=== Source text ===
Bought a ceramic steamer from Lowes. I am going to a local Wood Stove company next week to purchase a ceramic trivet. I hope that it doesn't rust the top of my new Osburn?



Fredo


----------



## fossil

You want some nice smells in your house...get a container of some sort, and a trivet/whatever if needed, put some potpourri and water in there and let it steep/simmer atop your wood stove.  Can be most pleasant.  If you're serious about increasing the relative humidity in your home, get a humidifier.  Rick


----------



## Fredo

Fossil,

The old Propane Gas Furnace that I have doesn't have any type of humidifier on it. My family and I have done well without it, especially in the dry winter months. My wife thought it would be a good idea to put a steamer on wood stove to put some moisture into air this time. We used to place a pan of water on our old cast iron radiators of our first home. I think the new, cast iron, wood stove reminds her of that...



Fredo


----------



## Bub381

For those that have it available,go break some 3' to 4" branches off a fir tree and use it in the pot.The smell is wicked good.It also prunes the tree.


----------



## Battenkiller

fossil said:
			
		

> You want some nice smells in your house...get a container of some sort, and a trivet/whatever if needed, put some potpourri and water in there and let it steep/simmer atop your wood stove.  Can be most pleasant.  If you're serious about increasing the relative humidity in your home, get a humidifier.  Rick



A friend of mine blanches and freezes all of his tomatoes.  Come winter, they simmer them down into tomato sauce on the stove.  Make for an interesting smell.  Not quite potpourri, but it gets the job done, adds a bit of moisture to the air, and the heat is free.
=== Recorded data ===
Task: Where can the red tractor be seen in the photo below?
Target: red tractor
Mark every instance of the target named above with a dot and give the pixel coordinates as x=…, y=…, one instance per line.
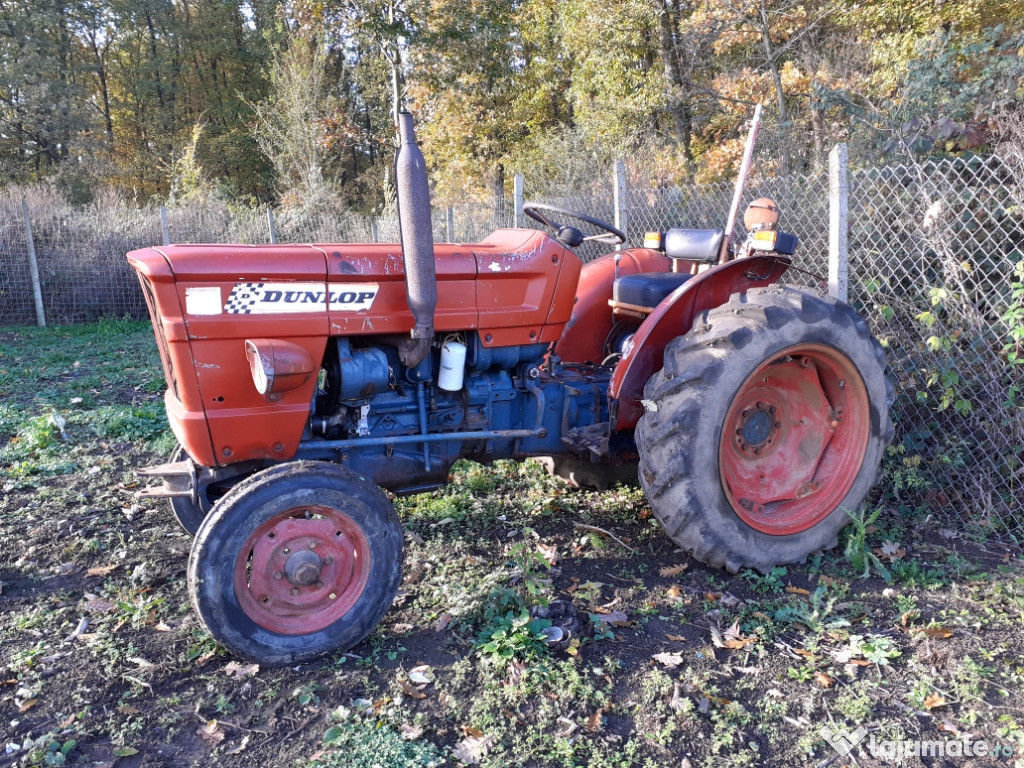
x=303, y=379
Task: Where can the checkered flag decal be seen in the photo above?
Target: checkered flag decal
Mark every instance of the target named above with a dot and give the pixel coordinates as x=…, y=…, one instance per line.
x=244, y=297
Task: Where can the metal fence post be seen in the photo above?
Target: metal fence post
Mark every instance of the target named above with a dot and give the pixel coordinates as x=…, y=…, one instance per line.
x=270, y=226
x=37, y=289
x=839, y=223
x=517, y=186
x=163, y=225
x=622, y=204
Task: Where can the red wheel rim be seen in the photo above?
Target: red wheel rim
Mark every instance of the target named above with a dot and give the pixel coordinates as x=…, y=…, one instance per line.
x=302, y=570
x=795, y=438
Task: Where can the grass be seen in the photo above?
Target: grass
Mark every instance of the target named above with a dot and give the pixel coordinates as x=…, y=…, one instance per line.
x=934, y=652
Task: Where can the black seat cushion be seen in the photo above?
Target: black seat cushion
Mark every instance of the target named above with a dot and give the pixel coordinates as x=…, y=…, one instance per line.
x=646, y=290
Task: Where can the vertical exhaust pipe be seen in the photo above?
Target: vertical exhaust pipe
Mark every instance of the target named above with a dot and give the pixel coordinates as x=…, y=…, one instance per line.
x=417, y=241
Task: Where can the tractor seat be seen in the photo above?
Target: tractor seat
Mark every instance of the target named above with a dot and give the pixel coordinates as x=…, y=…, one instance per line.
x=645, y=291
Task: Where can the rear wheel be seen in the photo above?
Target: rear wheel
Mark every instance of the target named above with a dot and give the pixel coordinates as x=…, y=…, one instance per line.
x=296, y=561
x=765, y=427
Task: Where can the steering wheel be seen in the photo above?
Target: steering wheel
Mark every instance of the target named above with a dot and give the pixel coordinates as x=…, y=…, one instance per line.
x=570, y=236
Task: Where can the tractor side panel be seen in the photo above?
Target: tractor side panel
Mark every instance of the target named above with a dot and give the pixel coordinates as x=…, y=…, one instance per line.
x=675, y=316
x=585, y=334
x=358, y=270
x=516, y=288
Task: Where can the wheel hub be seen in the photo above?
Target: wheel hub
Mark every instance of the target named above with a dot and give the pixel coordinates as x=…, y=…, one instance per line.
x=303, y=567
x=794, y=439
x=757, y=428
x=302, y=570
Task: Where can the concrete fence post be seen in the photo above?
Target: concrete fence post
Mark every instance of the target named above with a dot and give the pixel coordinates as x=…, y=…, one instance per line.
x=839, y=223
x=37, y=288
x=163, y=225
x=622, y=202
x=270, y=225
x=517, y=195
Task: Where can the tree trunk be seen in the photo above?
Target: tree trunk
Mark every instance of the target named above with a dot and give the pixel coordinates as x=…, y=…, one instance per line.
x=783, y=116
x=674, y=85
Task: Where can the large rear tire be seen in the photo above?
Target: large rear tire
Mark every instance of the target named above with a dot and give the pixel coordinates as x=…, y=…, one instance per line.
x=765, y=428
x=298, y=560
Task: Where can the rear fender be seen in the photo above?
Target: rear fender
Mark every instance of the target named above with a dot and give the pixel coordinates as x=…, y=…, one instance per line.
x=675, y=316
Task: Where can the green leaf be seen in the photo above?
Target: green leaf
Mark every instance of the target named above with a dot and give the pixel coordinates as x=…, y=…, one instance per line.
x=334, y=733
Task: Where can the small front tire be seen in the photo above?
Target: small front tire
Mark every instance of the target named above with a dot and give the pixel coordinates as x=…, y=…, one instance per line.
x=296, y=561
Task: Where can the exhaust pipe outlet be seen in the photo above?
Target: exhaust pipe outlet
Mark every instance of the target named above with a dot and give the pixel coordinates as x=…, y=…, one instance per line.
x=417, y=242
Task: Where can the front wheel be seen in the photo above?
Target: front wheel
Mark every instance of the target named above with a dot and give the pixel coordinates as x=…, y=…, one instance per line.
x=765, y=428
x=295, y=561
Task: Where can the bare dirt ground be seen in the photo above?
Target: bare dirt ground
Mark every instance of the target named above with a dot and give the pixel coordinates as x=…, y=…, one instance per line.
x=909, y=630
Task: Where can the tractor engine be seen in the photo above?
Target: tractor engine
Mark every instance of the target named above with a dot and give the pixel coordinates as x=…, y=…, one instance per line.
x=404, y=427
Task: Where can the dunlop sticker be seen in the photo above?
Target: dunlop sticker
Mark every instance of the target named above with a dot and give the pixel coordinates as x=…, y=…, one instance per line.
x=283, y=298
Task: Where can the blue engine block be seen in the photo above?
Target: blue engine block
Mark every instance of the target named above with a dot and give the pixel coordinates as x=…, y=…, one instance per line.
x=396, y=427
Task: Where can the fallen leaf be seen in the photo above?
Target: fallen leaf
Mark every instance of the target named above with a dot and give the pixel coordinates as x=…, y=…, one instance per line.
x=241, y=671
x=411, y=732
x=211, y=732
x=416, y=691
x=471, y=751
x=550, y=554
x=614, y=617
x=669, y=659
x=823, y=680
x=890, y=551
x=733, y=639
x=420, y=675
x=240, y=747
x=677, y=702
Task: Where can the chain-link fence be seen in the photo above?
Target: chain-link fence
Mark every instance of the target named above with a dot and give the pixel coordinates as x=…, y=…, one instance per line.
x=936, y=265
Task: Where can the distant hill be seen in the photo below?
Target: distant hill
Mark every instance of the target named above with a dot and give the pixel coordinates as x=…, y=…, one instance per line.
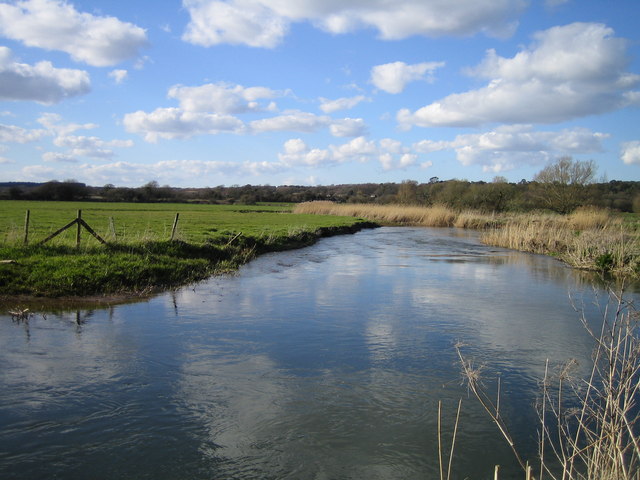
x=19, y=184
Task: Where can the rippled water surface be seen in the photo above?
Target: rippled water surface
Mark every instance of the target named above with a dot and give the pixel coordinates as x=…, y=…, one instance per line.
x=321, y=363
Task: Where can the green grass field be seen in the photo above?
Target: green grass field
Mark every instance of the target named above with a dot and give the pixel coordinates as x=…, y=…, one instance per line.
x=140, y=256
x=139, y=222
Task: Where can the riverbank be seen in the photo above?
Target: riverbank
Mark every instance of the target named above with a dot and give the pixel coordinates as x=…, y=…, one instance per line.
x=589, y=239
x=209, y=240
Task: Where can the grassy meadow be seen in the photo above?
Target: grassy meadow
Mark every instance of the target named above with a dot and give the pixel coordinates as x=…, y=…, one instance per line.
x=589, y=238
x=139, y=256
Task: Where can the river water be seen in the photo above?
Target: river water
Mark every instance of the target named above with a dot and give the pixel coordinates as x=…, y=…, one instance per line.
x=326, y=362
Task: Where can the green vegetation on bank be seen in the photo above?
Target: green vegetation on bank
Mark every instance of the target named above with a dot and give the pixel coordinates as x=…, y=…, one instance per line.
===
Task 1. Render this sentence from the wood stove thread in Spanish: "We used to place a pan of water on our old cast iron radiators of our first home."
Task 2. Carry the wood stove thread forward from the point where it stops.
The entries have nothing to do with the wood stove thread.

Written reply 1. Solíamos poner una olla con agua sobre los viejos radiadores de hierro fundido de nuestra primera casa.

Written reply 2.
----------



## Danno77

Toss a cinnamon stick in the pot. I love that.


----------



## firefighterjake

fossil said:
			
		

> You want some nice smells in your house...get a container of some sort, and a trivet/whatever if needed, put some potpourri and water in there and let it steep/simmer atop your wood stove.  Can be most pleasant.  If you're serious about increasing the relative humidity in your home, get a humidifier.  Rick



+1 . . . I still fill the steamer on my woodstove . . . but the humidifier my wife bought this year definitely puts up more moisture in the home and according to my wife has made a notable difference (I didn't notice things too much . . . but then again I can be pretty oblivious to things.)


----------



## firefighterjake

Bub381 said:
			
		

> For those that have it available,go break some 3' to 4" branches off a fir tree and use it in the pot.The smell is wicked good.It also prunes the tree.



Just don't make a mistake and put in "cat spruce" branches . . . . 

And no . . . never happened to me . . . but when I was a kid my Dad was responsible for bringing in the Christmas tree into the class (back when real trees, heck any trees were allowed in schools) . . . and the tree he picked was a perfectly formed Christmas tree . . . that also happened to be a cat spruce . . . the classroom reeked like cat pee.


----------



## Bub381

Oh believe me, i know what a cat spruce is. :-S


----------



## Fredo

Funny but yet GROSS! Hopefully someone will come up with Mostaccioli and MeatBall Oil drops to put into my stove top steamer. Now your talking...


Fredo


----------



## neumsky

Is ceramic the way to go???


----------



## Backwoods Savage

Fredo said:


> Bought a ceramic steamer from Lowes. I am going to a local Wood Stove company next week to purchase a ceramic trivet. I hope that it doesn't rust the top of my new Osburn?
> 
> Fredo


 
Good to see you posting again Fredo.

For something to set the steamer on it is hard to beat soapstone. You can get some at Woodstock.   www.woodstove.com
We use the ones that are called boot driers.


----------



## fossil

13 month old thread...let it RIP.


----------



## Backwoods Savage

Geeze, usually I see that but this time did not look...


----------



## neumsky

I thought OLD was good!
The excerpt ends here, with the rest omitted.